RICHIESTA 1:
Ricopia senza alcuna modifica il tratto del brano sui simboli che va da "Cosa c’è che" fino a "dell’oscillazione del pendolo.".
RICHIESTA 2:
Nel brano sui simboli, chi ha ideato la campagna pubblicitaria delle scarpe?

BRANO DI TESTO:
++++

SCARPE, MAREE, EROI

Vediamo se riesco a spiegarmi meglio sulla faccenda dei simboli, che non solo non sono  un dettaglio, ma costituiscono il Nodo Primario di ogni iniziativa (battaglia, narrazione, eccetera) che riguardi il famigerato immaginario.
Se non bastasse la rosa bianca governativa, ecco la scarpa di Crepet e Toscani. La scarpa è femminile ma non è un sandalo aggressivo e assai taccuto come quelli di Sex and the City. Diciamo che è una scarpa per donne che hanno molte cose da fare, presumibilmente in città fredde, dal momento che, almeno nelle fotografie viste ora per la stagione autunno-inverno, ci sono stivali e polacchine. Qual è la novità? E’ che ogni  scarpa racconta la storia di una donna, o almeno la racconta attraverso la mediazione di Paolo Crepet, che raccoglie le testimonianze, e di Oliviero Toscani, che ha ideato la campagna. Obiettivo, presentare al mondo le donne per come sono: almeno, è quel che si dichiara.
Cosa c’è che non va? Non tanto la furbata (l’azienda ha molto cuore le donne reali ma  collabora con Miss Italia, per dire), quanto il fatto che alle benedette donne reali si comincia a offrire una visibilità molto pelosa, a colpi di rose e polacchette. Benissimo. Però, da una parte tutto ciò che riguarda le problematiche reali viene messo sotto il tappeto come la polvere (si legga l’articolo di Maria Novella de Luca sugli asili nido, oggi), dall’altro le si descrivono come figlie, moglie, madri, almeno in quattro dei sei soggetti della campagna. “Basta con le fighe”, dichiara Oliviero Toscani: via, dunque, con l’altra faccia della medaglia, con l’altro punto dell’oscillazione del pendolo.
Secondo esempio: sto leggendo il bel libro di Iaia Caputo, Le donne non invecchiano mai, appena uscito per Feltrinelli, e di cui parlerò a lettura ultimata. Però c’è un inciso che mi ha fatto sussultare: riguarda l’orgoglio di una donna africana per il proprio corpo non toccato da bisturi e tranquillamente invecchiato, e il commento dell’autrice aggancia  la vicinanza felice delle donne con lune e maree e con la – ahimè – natura. E’ un inciso, ma è talmente radicato dentro di noi che salta fuori come un rigurgito anche in discorsi lucidi e importanti come quelli che fa Iaia Caputo. E, insisto, è un inciso che a me preoccupa.

++++

VOCI FORNITE:
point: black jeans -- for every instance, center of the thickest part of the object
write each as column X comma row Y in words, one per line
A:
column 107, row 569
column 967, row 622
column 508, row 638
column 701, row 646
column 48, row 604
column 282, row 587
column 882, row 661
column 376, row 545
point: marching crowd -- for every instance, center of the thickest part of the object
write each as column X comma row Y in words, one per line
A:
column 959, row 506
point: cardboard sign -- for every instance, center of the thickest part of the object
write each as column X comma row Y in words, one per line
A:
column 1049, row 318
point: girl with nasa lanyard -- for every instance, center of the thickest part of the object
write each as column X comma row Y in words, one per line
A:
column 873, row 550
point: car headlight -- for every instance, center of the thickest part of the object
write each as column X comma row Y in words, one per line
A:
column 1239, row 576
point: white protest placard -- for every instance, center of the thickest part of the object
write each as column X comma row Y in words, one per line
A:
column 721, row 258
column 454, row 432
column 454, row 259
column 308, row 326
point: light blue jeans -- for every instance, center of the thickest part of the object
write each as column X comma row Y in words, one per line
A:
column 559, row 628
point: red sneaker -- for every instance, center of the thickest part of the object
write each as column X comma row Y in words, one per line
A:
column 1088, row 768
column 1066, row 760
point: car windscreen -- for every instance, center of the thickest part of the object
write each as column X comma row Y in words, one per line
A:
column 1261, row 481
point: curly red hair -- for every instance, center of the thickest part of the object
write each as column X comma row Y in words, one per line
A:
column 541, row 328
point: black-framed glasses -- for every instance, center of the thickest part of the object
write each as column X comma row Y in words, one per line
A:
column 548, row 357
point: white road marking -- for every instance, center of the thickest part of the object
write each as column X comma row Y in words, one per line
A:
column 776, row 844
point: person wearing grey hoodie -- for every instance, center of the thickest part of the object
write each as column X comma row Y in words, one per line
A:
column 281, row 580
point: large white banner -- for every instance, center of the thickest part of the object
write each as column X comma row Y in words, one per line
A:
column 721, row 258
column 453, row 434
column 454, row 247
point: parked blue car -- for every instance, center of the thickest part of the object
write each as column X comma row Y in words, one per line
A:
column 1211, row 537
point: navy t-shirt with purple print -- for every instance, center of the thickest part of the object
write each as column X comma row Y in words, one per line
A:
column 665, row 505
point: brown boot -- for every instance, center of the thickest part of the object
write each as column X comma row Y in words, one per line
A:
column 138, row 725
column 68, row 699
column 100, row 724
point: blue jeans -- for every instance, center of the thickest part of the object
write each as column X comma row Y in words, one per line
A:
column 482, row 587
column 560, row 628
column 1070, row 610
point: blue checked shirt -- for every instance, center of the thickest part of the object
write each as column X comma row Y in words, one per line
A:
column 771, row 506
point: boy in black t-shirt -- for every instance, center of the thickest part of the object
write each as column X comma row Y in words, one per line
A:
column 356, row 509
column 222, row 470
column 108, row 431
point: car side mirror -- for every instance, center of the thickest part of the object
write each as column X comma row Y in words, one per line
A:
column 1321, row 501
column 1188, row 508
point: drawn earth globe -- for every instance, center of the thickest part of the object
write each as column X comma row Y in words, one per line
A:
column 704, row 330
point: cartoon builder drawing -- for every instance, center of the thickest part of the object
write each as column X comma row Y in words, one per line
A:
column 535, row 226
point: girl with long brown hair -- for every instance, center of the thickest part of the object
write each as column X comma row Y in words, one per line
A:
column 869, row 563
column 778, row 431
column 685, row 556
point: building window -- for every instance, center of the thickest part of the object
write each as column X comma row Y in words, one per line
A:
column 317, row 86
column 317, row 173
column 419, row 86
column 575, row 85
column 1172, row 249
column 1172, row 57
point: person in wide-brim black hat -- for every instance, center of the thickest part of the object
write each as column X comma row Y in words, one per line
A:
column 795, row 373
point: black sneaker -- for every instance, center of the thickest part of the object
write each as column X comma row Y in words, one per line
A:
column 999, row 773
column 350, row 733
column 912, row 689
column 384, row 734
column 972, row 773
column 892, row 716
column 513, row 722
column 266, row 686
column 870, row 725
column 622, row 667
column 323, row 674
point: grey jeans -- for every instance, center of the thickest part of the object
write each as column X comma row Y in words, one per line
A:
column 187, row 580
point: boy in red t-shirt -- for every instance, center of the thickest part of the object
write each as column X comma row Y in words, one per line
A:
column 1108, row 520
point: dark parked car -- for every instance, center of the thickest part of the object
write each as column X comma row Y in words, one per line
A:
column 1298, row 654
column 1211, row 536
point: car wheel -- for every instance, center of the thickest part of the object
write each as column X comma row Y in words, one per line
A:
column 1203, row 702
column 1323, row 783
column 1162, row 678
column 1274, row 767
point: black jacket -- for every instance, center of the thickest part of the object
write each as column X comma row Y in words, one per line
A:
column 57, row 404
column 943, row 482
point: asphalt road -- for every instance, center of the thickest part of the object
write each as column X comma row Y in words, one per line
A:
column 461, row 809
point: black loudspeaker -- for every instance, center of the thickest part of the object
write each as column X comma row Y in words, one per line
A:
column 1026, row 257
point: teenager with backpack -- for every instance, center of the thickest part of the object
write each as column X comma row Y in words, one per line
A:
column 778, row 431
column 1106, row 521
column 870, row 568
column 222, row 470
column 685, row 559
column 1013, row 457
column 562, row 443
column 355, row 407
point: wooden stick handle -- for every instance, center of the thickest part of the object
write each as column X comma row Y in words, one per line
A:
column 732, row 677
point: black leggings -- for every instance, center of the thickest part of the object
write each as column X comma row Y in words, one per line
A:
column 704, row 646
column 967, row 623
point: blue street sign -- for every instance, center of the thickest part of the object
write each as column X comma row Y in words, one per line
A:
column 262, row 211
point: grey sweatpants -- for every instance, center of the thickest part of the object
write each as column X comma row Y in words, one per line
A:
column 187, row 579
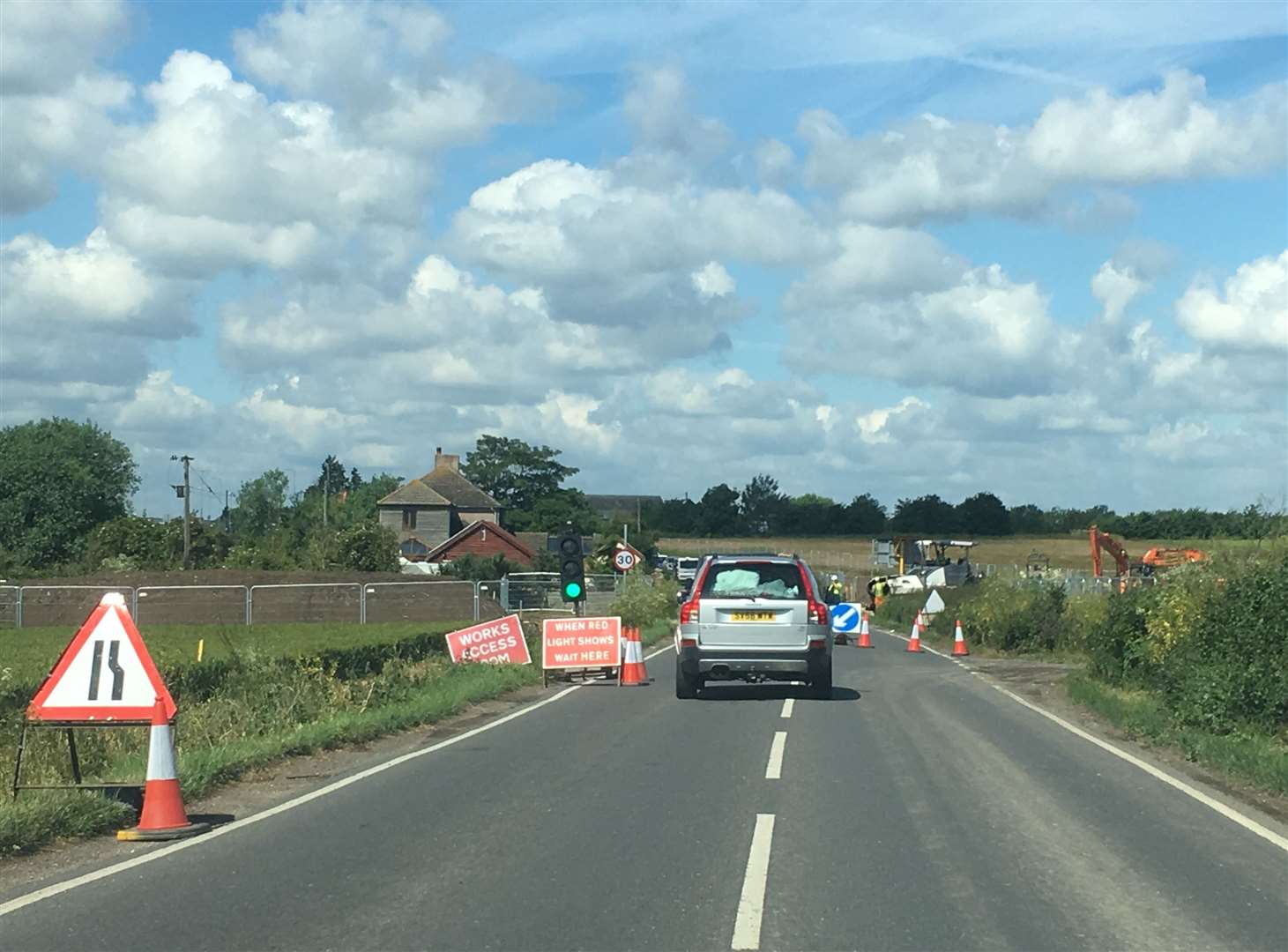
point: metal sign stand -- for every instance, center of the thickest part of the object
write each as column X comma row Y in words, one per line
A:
column 74, row 758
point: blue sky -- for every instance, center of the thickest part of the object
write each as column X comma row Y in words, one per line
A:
column 1034, row 249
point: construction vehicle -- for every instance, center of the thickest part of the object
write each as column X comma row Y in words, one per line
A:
column 1171, row 558
column 1149, row 563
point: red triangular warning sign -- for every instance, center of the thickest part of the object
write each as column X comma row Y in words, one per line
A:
column 106, row 674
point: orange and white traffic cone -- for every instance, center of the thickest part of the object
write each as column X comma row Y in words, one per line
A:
column 164, row 817
column 915, row 642
column 865, row 638
column 634, row 673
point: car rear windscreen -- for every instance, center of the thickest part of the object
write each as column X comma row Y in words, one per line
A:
column 754, row 580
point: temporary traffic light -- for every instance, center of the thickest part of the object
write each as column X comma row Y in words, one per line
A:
column 572, row 569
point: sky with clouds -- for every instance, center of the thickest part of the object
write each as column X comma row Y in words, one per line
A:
column 1039, row 250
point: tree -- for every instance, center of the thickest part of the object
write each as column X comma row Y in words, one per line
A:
column 514, row 473
column 762, row 505
column 61, row 480
column 1030, row 521
column 865, row 516
column 924, row 514
column 813, row 516
column 984, row 514
column 368, row 547
column 331, row 478
column 718, row 511
column 262, row 504
column 678, row 517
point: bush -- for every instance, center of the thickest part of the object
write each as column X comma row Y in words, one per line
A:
column 369, row 547
column 480, row 569
column 644, row 599
column 1016, row 619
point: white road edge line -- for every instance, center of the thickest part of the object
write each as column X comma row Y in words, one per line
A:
column 57, row 888
column 751, row 904
column 774, row 768
column 1193, row 792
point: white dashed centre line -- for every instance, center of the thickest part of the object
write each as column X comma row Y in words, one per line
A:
column 774, row 770
column 751, row 904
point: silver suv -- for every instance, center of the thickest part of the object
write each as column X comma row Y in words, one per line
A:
column 755, row 619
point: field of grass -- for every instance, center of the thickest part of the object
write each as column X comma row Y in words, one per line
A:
column 854, row 553
column 259, row 695
column 27, row 655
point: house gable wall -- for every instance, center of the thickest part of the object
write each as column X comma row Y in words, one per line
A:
column 433, row 524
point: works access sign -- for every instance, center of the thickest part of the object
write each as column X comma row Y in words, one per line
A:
column 581, row 643
column 492, row 642
column 106, row 674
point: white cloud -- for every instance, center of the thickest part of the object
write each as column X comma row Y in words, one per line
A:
column 657, row 106
column 384, row 67
column 776, row 162
column 1115, row 286
column 220, row 151
column 97, row 284
column 983, row 335
column 1151, row 136
column 933, row 167
column 876, row 426
column 159, row 401
column 712, row 281
column 1252, row 315
column 56, row 100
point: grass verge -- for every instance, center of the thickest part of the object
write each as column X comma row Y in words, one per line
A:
column 416, row 693
column 1256, row 758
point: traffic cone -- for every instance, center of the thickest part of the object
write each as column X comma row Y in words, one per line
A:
column 162, row 815
column 634, row 673
column 865, row 638
column 915, row 642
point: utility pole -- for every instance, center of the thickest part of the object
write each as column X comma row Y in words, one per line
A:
column 187, row 510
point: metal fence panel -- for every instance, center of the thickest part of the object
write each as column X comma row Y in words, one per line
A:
column 419, row 602
column 192, row 605
column 11, row 607
column 63, row 605
column 305, row 602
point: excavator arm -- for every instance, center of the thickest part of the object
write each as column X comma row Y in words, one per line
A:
column 1103, row 540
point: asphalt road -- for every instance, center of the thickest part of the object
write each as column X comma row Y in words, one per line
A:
column 919, row 809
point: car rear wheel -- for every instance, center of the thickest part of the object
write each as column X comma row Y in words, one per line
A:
column 822, row 684
column 685, row 687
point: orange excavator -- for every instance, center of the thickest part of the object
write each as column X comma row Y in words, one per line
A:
column 1103, row 540
column 1150, row 561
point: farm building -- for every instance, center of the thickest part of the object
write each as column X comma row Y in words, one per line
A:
column 436, row 508
column 625, row 507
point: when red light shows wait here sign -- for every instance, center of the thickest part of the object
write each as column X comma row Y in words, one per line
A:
column 581, row 643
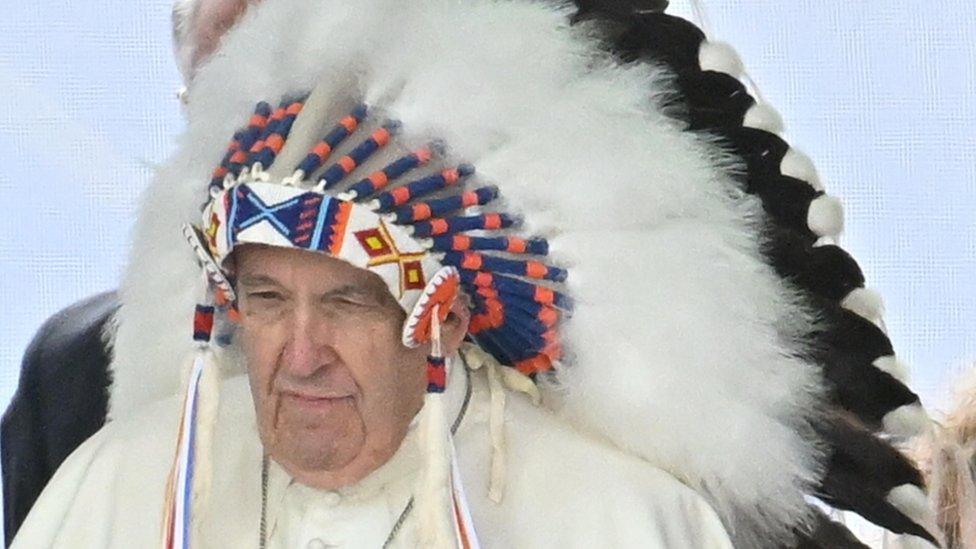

++++

RISULTATO COMPLETO 1:
Cosa c’è che non va? Non tanto la furbata (l’azienda ha molto cuore le donne reali ma  collabora con Miss Italia, per dire), quanto il fatto che alle benedette donne reali si comincia a offrire una visibilità molto pelosa, a colpi di rose e polacchette. Benissimo. Però, da una parte tutto ciò che riguarda le problematiche reali viene messo sotto il tappeto come la polvere (si legga l’articolo di Maria Novella de Luca sugli asili nido, oggi), dall’altro le si descrivono come figlie, moglie, madri, almeno in quattro dei sei soggetti della campagna. “Basta con le fighe”, dichiara Oliviero Toscani: via, dunque, con l’altra faccia della medaglia, con l’altro punto dell’oscillazione del pendolo.

RISULTATO COMPLETO 2:
La campagna è stata ideata da Oliviero Toscani.